Challenge ::
Gather every line of the data below that contains the string "submerged", and reproduce each one unchanged.

** START Records for the exercise **

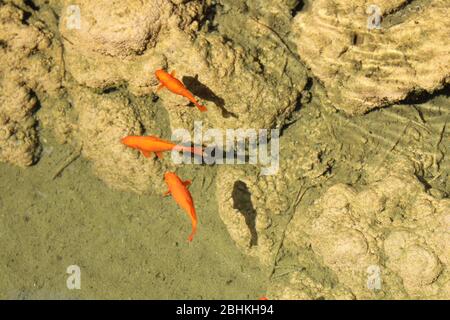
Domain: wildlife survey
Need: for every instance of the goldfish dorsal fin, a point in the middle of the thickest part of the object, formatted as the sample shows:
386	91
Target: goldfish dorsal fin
161	86
145	153
187	183
159	155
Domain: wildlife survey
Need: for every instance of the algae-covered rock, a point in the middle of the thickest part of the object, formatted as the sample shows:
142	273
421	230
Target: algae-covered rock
388	238
103	122
363	68
26	71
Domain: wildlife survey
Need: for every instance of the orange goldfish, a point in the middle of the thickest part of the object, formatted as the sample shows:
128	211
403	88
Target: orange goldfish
179	191
176	86
148	144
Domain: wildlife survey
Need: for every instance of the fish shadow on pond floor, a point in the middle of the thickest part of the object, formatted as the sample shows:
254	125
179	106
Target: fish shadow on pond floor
242	202
202	91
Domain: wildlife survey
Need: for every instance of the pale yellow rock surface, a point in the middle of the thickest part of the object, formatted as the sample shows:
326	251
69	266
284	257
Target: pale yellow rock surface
364	69
402	237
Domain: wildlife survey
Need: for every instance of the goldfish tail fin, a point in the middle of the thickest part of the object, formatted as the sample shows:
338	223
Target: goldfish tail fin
197	150
187	183
201	108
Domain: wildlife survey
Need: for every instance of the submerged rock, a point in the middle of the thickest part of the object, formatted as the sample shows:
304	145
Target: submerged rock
362	69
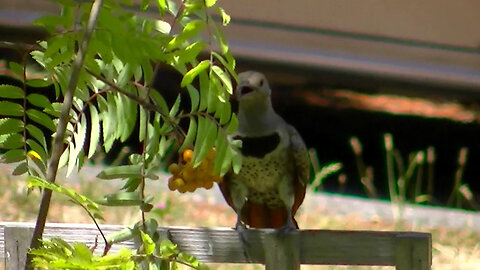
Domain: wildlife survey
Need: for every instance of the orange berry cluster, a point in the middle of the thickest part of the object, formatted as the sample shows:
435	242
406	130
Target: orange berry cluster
187	178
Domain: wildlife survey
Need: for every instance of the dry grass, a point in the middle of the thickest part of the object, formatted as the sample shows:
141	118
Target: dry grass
452	249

** END Records for the exercise **

Answer below ::
Need: for every instance of the submerged rock, a point in the middle of the thickest part of the object, formatted as the sample shows:
Target: submerged rock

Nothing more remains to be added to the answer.